[Exercise objective]:
Please render the entire listing below as a JSON list of strings, one string per line, with blank lines skipped and the pictures left out.

[Data rows]:

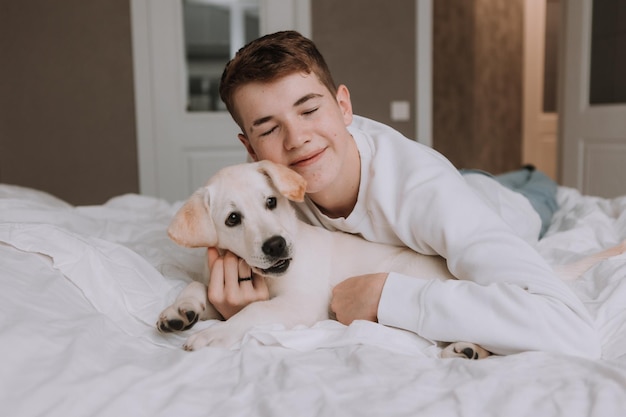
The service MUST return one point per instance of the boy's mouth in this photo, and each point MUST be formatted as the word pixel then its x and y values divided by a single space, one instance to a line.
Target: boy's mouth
pixel 308 159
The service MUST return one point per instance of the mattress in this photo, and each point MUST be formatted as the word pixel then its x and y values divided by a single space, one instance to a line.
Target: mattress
pixel 81 289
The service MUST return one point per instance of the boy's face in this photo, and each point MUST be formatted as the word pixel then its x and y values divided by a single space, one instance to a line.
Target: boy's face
pixel 295 121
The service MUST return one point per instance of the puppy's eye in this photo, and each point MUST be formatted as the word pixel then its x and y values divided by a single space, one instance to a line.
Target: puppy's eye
pixel 233 219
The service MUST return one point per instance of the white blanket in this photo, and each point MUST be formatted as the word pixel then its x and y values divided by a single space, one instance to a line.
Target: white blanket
pixel 81 289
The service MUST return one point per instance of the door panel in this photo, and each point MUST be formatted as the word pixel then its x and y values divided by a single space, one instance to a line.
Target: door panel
pixel 593 138
pixel 180 149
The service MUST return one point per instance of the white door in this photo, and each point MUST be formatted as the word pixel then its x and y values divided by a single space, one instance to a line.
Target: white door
pixel 180 149
pixel 593 136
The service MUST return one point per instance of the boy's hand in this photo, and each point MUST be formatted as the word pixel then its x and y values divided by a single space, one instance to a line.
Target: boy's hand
pixel 357 298
pixel 228 293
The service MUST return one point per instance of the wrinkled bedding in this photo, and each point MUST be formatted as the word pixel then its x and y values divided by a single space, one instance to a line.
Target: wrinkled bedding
pixel 81 289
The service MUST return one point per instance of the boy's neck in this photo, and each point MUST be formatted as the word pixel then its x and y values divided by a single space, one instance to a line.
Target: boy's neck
pixel 339 200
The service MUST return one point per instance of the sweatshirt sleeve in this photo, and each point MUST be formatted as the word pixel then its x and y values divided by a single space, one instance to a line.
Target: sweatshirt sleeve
pixel 502 318
pixel 506 297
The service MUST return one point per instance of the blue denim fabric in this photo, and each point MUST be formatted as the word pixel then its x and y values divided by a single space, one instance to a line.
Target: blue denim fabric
pixel 538 188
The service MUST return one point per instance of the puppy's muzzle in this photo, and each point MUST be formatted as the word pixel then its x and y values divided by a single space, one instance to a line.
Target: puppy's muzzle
pixel 276 248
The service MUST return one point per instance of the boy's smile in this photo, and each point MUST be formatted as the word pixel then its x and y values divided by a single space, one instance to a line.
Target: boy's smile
pixel 296 121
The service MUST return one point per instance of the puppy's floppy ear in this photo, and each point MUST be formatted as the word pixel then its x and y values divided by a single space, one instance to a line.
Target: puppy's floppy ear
pixel 192 225
pixel 289 183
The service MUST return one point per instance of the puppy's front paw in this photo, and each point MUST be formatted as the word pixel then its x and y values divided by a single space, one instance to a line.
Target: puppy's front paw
pixel 180 316
pixel 218 335
pixel 464 350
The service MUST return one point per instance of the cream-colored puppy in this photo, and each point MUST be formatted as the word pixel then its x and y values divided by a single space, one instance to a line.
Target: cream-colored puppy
pixel 245 209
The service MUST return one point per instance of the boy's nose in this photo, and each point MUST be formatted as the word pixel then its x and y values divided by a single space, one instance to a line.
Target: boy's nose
pixel 296 137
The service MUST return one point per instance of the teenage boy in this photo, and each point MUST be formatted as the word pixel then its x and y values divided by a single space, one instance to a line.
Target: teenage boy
pixel 365 178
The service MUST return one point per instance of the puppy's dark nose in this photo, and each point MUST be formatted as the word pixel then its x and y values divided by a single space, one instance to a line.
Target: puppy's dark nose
pixel 275 246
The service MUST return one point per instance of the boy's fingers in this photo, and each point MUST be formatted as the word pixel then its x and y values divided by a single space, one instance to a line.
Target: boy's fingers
pixel 244 270
pixel 216 282
pixel 212 254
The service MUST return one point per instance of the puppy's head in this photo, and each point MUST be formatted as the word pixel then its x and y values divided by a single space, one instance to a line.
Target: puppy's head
pixel 244 209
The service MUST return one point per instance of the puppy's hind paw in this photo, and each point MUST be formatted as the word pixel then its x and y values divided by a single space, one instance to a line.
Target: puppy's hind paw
pixel 176 319
pixel 464 350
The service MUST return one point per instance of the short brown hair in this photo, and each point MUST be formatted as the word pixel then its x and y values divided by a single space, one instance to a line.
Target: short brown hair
pixel 271 57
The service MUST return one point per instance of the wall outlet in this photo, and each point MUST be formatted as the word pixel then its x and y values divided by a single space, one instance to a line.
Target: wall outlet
pixel 400 111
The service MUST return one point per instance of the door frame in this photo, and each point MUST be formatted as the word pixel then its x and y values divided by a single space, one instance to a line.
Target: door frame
pixel 275 15
pixel 592 137
pixel 539 129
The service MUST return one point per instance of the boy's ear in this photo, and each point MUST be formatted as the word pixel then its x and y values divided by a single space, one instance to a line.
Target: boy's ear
pixel 251 154
pixel 192 225
pixel 288 183
pixel 345 104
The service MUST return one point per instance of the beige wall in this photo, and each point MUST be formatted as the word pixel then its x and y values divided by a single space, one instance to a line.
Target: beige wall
pixel 67 123
pixel 369 46
pixel 66 98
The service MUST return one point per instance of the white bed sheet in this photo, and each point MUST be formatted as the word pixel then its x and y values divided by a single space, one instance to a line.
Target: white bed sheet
pixel 81 288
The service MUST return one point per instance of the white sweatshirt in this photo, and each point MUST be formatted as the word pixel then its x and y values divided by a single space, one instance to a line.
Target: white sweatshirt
pixel 506 299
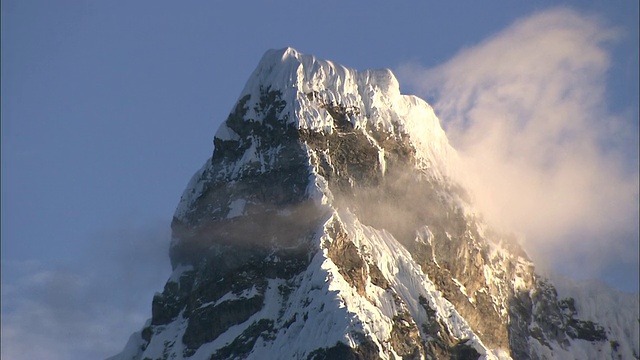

[Output]:
[
  "The service MUST return one point per instance of the boy's mouth in this photo, and each point MUST be formatted as the word pixel then its x and y values divided by a single space, one instance to a line.",
  "Target: boy's mouth",
  "pixel 308 159",
  "The service MUST return one point per instance of the mattress in this photo, and each point MUST be formatted as the word pixel then its x and y values divided by a single space, one instance to a line.",
  "Target: mattress",
  "pixel 81 289",
  "The service MUST return one point per instance of the boy's face in this photo, and each point MUST be formatted as the word pixel then its x and y values divided by a single space, one instance to a line.",
  "Target: boy's face",
  "pixel 295 121",
  "The service MUST return one point per instance of the puppy's eye in this photo, and each point MUST be formatted as the word pixel then its x and y values divided by a single space, one instance to a line.",
  "Target: puppy's eye",
  "pixel 233 219",
  "The service MUST return one point per instance of the white blanket in this photo, and each point MUST be formatted as the word pixel then its x and y values divided by a single space, one instance to a line.",
  "Target: white blanket",
  "pixel 81 289",
  "The service MUST return one point per instance of the door panel in this photo, and each point MUST be formatted as the word pixel then its x and y values divided by a single space, one instance to a line.",
  "Target: door panel",
  "pixel 593 138",
  "pixel 180 149",
  "The service MUST return one point per instance of the white door in this photo, and each point MUST be formatted as the word pixel then its x and y values divided by a single space, one instance to a line.",
  "Target: white door",
  "pixel 180 149",
  "pixel 593 136",
  "The service MUST return one point per instance of the boy's hand in this photo, and each point MUST be formatted as the word pixel then its x and y values divided by a single space, one instance to a line.",
  "Target: boy's hand",
  "pixel 357 298",
  "pixel 228 293",
  "The service MUST return one point per instance of the wrinkled bedding in this photo, and each point MUST be formatted as the word pixel then its x and y values divided by a single space, one instance to a line.",
  "Target: wrinkled bedding",
  "pixel 81 289",
  "The service MUST return one point per instance of the boy's neck in this photo, and each point MUST be formatted as the word pixel then its x and y values divided by a single space, one instance to a line.",
  "Target: boy's neck",
  "pixel 339 200",
  "The service MUST return one point per instance of the sweatshirt sleeve in this photo, and each point MUST be formatted as the word pixel then its x and y values divided by a single space, one instance to a line.",
  "Target: sweatshirt sleeve",
  "pixel 502 318",
  "pixel 506 297",
  "The service MUST return one point per instance of the blue denim fabric in this photo, and each point MUST be formatted as the word pixel then its x and y values divided by a single space, one instance to a line.",
  "Target: blue denim fabric",
  "pixel 538 188",
  "The service MUST return one point per instance of the puppy's muzzle in this photo, and each point MUST be formatted as the word pixel then its x and y values divided by a single space, one instance to a line.",
  "Target: puppy's muzzle",
  "pixel 276 248",
  "The service MUST return one point per instance of the boy's smile in this photo, and each point MUST be formatted as the word pixel then its x and y values divided by a single space, one instance to a line.",
  "Target: boy's smile",
  "pixel 296 121",
  "The service MUST return one point per instance of the puppy's floppy ear in this photo, and each point MUST be formatted as the word pixel then its x and y values divided by a single space, one instance to a line.",
  "Target: puppy's floppy ear",
  "pixel 192 225",
  "pixel 289 183",
  "The service MUST return one point per instance of the puppy's front paw in this photo, and each point MUST be formatted as the word pixel then its x and y values divided by a single space, one instance to a line.",
  "Target: puppy's front paw",
  "pixel 180 316",
  "pixel 218 335",
  "pixel 464 350",
  "The service MUST return one point per instance of the cream-colored puppy in this photo, and each point MUST be formatted as the word pixel then its x and y values divided by a single space, one instance to a line.",
  "Target: cream-colored puppy",
  "pixel 245 209",
  "The service MUST return one point per instance of the boy's nose in this photo, and each point MUST be formatted as the word pixel then its x and y values divided by a single space, one instance to a line.",
  "Target: boy's nose",
  "pixel 296 137",
  "The service MUST return one point per instance of the teenage boy in this photo, and each point MUST be formatted as the word pixel then its x and y values divided by a single space, one instance to a line.",
  "Target: teenage boy",
  "pixel 365 178",
  "The service MUST return one point per instance of the puppy's dark nose in this photo, and each point MUST be formatted as the word pixel then its x and y values divided by a single space, one instance to a line.",
  "Target: puppy's dark nose",
  "pixel 275 246",
  "The service MUST return one point per instance of the boy's fingers in this photo, and each point MUST be formatted as the word pixel then its x and y values divided by a single space, one instance to a line.",
  "Target: boy's fingers",
  "pixel 244 270",
  "pixel 216 282",
  "pixel 212 254",
  "The service MUST return one point per instance of the puppy's head in this photo, and each point MUST be formatted as the word pixel then its x and y values divided by a single space, one instance to a line.",
  "Target: puppy's head",
  "pixel 244 209",
  "The service MUST return one point per instance of the puppy's hind paw in this photo, and each point MUST be formatted as the word pixel then its x and y values divided by a single space, one instance to a line.",
  "Target: puppy's hind paw",
  "pixel 176 319",
  "pixel 464 350",
  "The service MUST return one point per instance of the short brown hair in this photo, and each point MUST be formatted as the word pixel then its x and y values divided by a single space, one instance to a line.",
  "Target: short brown hair",
  "pixel 271 57",
  "The service MUST return one point per instance of the wall outlet in this photo, and each point MUST be formatted as the word pixel then its x and y values divided by a single space, one instance to a line.",
  "Target: wall outlet",
  "pixel 400 111",
  "The service MUST return one point per instance of the door frame in this photo, and each point MUST be formatted as the word pixel then its x and y values divided by a single space, one instance to a line.",
  "Target: door frame",
  "pixel 275 15",
  "pixel 592 137",
  "pixel 539 129",
  "The service MUST return one point per instance of the boy's ear in this photo, and each point MUST be formatted as the word pixel then its x and y values divided by a single space, one instance to a line.",
  "Target: boy's ear",
  "pixel 251 154",
  "pixel 192 225",
  "pixel 288 183",
  "pixel 345 104",
  "The service MUST return one point per instance of the beige wall in this photo, and each point MUST be formatted as the word pixel then its x and y values divided by a single space, one instance to a line.",
  "Target: beige wall",
  "pixel 67 123",
  "pixel 369 46",
  "pixel 66 98",
  "The service MUST return one point per instance of the white bed sheet in this photo, and each point MUST be formatted as the word pixel then its x and y values divided by a single space, one instance to a line.",
  "Target: white bed sheet",
  "pixel 81 288",
  "The service MUST return one point per instance of the white sweatshirt in this photo, and each point MUST be formatted as the word pixel then its x and y values divided by a single space, one instance to a line.",
  "Target: white sweatshirt",
  "pixel 506 299"
]